What you will do –
Extract the records in full, leaving every picture out.

Dataset records –
--------------------------------------------------

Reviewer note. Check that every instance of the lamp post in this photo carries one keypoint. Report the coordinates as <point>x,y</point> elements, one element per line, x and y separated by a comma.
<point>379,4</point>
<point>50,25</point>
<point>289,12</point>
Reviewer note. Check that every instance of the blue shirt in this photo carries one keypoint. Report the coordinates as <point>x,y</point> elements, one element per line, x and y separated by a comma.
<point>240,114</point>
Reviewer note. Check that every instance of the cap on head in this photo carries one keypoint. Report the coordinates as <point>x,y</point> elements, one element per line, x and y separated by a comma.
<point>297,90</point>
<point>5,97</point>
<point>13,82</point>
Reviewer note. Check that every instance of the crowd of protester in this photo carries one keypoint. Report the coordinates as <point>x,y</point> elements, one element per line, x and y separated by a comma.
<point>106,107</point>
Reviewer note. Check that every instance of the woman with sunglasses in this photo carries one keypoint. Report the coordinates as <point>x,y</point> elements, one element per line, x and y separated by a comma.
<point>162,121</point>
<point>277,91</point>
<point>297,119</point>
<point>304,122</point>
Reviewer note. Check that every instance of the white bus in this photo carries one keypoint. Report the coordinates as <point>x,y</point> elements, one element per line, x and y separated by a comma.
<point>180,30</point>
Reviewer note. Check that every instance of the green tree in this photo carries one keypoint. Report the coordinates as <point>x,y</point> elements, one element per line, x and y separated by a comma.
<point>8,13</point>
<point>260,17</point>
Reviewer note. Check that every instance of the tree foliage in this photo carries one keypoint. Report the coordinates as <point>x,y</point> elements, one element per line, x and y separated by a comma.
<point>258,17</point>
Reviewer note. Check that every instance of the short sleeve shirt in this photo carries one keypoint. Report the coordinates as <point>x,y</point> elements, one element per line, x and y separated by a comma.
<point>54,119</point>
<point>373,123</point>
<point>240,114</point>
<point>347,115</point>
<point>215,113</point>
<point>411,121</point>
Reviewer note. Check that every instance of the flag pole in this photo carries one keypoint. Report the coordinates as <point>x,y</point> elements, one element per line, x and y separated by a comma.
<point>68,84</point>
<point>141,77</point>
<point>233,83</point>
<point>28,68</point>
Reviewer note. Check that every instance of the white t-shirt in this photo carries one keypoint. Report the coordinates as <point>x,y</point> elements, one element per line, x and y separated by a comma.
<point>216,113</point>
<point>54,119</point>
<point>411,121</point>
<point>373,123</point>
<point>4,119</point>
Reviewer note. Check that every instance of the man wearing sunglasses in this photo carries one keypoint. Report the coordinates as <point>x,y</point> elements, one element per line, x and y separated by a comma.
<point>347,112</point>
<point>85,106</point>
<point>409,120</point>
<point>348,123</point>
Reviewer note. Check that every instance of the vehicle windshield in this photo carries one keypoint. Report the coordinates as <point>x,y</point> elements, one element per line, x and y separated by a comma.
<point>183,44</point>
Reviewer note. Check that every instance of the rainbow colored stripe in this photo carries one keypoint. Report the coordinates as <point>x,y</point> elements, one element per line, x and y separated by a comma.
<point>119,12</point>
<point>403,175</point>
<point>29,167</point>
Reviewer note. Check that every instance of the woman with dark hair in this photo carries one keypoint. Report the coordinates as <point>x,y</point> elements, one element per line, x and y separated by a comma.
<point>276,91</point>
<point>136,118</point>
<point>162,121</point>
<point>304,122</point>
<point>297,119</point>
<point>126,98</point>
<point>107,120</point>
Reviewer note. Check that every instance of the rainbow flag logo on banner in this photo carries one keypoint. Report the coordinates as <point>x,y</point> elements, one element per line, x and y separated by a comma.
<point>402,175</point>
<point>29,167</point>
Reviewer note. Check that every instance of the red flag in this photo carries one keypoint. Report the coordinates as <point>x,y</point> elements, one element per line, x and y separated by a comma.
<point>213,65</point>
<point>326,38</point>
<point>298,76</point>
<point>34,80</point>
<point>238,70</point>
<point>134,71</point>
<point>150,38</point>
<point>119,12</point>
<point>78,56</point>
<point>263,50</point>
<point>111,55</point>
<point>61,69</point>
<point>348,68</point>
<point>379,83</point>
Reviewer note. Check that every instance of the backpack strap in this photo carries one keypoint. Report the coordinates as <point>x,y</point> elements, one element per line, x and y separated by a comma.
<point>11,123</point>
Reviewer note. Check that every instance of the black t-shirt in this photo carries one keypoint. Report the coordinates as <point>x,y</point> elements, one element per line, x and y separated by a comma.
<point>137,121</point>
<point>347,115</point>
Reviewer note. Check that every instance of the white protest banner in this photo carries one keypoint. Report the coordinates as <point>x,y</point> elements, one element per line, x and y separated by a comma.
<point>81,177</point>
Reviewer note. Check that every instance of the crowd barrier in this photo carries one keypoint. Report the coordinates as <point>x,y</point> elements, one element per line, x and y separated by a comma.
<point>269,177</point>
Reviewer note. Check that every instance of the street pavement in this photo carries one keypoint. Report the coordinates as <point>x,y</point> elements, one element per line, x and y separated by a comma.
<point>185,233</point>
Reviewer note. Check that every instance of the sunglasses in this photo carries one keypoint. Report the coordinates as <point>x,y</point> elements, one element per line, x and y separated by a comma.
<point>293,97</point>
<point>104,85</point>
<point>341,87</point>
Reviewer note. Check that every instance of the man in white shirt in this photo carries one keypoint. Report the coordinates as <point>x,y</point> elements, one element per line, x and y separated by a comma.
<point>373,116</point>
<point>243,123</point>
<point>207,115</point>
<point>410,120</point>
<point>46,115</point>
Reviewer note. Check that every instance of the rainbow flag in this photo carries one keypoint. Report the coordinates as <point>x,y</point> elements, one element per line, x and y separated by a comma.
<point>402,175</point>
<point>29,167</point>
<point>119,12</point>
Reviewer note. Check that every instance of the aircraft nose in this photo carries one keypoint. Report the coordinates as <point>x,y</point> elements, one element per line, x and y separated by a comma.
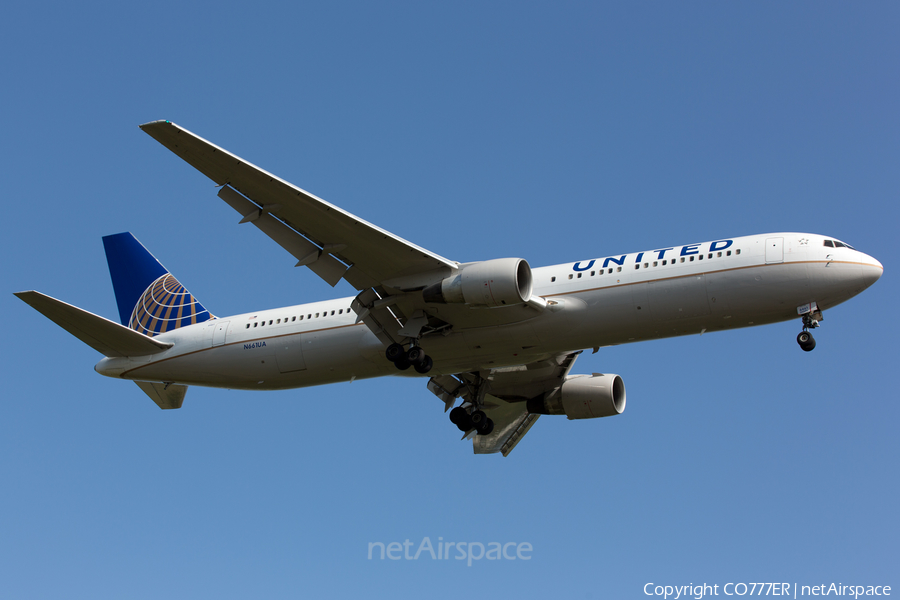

--------------------------------------------------

Your response –
Reviewer note. Check that every instance of the lamp post in this photo carries one keypoint. Report the coordinates as <point>x,y</point> elements, one element per line, x and y separated by a comma.
<point>379,4</point>
<point>50,25</point>
<point>289,12</point>
Reviewer note. Check that every instance of the blue shirt in this photo carries one keypoint. Report the coordinates as <point>x,y</point> elements, one element per line, x and y separated by a comma.
<point>240,114</point>
Reviewer note. Check that every instance of the cap on head in this photo carries one keypoint. Report the coordinates as <point>x,y</point> elements, one element per line, x and y separated by a comma.
<point>297,90</point>
<point>5,97</point>
<point>13,82</point>
Reviewer note. Check that every instance of the crowd of protester in this photo carries one keypoint. Report the coordinates as <point>x,y</point> elements, one element per line, x and y separated by a comma.
<point>106,107</point>
Reviewer note. Check that every instance of the woman with sunglasses in this photo carries one keypoint. Report the coordinates as <point>x,y</point> elements, one element per line, x and y separated by a comma.
<point>162,121</point>
<point>277,91</point>
<point>297,119</point>
<point>304,122</point>
Reviewer note. Check that every instance of the white bus in this photo carries one keypoint. Report the coordinates as <point>x,y</point> elements, one element per line, x and y separated by a comma.
<point>180,30</point>
Reviewer note. Check that every instance of the green tree in this photo carries one keypoint. Report the coordinates as <point>x,y</point> elements, one element per line, x and y separated by a comma.
<point>8,13</point>
<point>260,17</point>
Reviewer note. Check that every instance of the tree foliage in this photo carries one keypoint. Report the coordinates as <point>x,y</point> elements, one element per line, x and y separated by a comma.
<point>258,17</point>
Reviewer note. Check that every instance of the short sleeve shirt in this photo carries one keypoint. Report the coordinates as <point>x,y</point> elements, one element per line, x and y separated by a comma.
<point>54,119</point>
<point>373,123</point>
<point>240,114</point>
<point>347,115</point>
<point>215,113</point>
<point>411,121</point>
Reviewer note. Check that every instance of the flag pole in this photo carries one keypoint. Report the coordinates as <point>x,y</point> elements, one element per line, x and y separated by a comma.
<point>68,84</point>
<point>141,77</point>
<point>233,83</point>
<point>28,68</point>
Reviewer note. Check that every instance of the white t-shirt in this photo carries one keypoint. Report the coordinates as <point>x,y</point> elements, one element per line, x and y separated by a comma.
<point>216,113</point>
<point>54,119</point>
<point>411,121</point>
<point>373,123</point>
<point>4,119</point>
Reviewer note. Check that every instance of the man wearing sunglasses in this photo carries one keypoint. Report the coordinates as <point>x,y</point> elements, one element per line, x and y separated by a comma.
<point>347,112</point>
<point>85,106</point>
<point>409,120</point>
<point>348,123</point>
Reviewer note. Check that every instance of the vehicle windshield in this photo carries one keypoint. Report the coordinates as <point>x,y</point> elements, one element per line, x and y separated by a comma.
<point>183,44</point>
Reviewer note. Check that every instance of the rainbow colored stripe in this photo carries one keypoint. Report the coordinates as <point>x,y</point> elements, one element per line, x and y separated by a comma.
<point>119,12</point>
<point>403,175</point>
<point>29,167</point>
Reviewer note. Check that every instance of the woman with dark hair in this photo carries one keypoint. Report the coordinates as <point>x,y</point> elements, one element per line, x and y separated by a comma.
<point>276,91</point>
<point>136,118</point>
<point>162,121</point>
<point>304,122</point>
<point>297,119</point>
<point>126,98</point>
<point>107,120</point>
Reviewer note. Check that every instance of the rainbow flag logo on banner in this photo carries one keypoint. Report the coordinates as <point>x,y</point> elements, one element per line, x and y separated by a comma.
<point>402,175</point>
<point>29,167</point>
Reviewer note. Check that every instance of the red flag in this photo carries one keypoint. Report the coordinates as <point>x,y</point> elements, one element per line, x and y separated by a comma.
<point>213,65</point>
<point>326,38</point>
<point>298,76</point>
<point>34,80</point>
<point>238,70</point>
<point>134,71</point>
<point>150,38</point>
<point>119,12</point>
<point>78,56</point>
<point>263,50</point>
<point>111,55</point>
<point>61,69</point>
<point>348,68</point>
<point>379,83</point>
Reviewer note. Check that every instance of the backpack strap in this photo carries one keypoint. Report the coordinates as <point>x,y</point> elements, one element per line, x and y separated by a comma.
<point>11,123</point>
Reviewer note. Check that every instance of the black t-shirt in this photo carries one keypoint. Report the coordinates as <point>x,y</point> elements, one element per line, x and y separated by a comma.
<point>137,121</point>
<point>347,115</point>
Reviewer note. Check that every instance of the white protest banner in this photo carries one keypoint. Report the coordinates as <point>x,y</point> elements, one element per line, x and y separated by a comma.
<point>81,177</point>
Reviewer note. Check that every instance of the crowd barrier in this photo carries one keypoint. Report the coordinates as <point>x,y</point> elements, one element per line, x and y separated by a comma.
<point>269,177</point>
Reviewer note. Check that every instance of the street pavement in this photo carries one keypoint. Report the coordinates as <point>x,y</point> elements, one element per line, x and y separated by a comma.
<point>185,233</point>
Reviewer note. Check that every instance of the sunglasses in this photo carries one keypoint. Report the coordinates as <point>x,y</point> elements, one element per line, x and y separated by a comma.
<point>293,97</point>
<point>104,85</point>
<point>341,87</point>
Reviewer note. Check that every instance of the man in white shirt in this photo carries one keypoint. Report the coordinates as <point>x,y</point> elements, one element per line, x and y separated by a comma.
<point>373,116</point>
<point>243,123</point>
<point>207,115</point>
<point>410,120</point>
<point>46,115</point>
Reviewer note. Check that every instance of the rainbow flag in this photo carries one keypoint. Report the coordinates as <point>x,y</point> elements, one element per line, x and y separated by a comma.
<point>402,175</point>
<point>29,167</point>
<point>119,12</point>
Reviewer note. Check that every instance of the aircraft nose in this photo carries one keypoint. Report the coordinates as <point>x,y</point> elements, one element per line, x and y separated by a comma.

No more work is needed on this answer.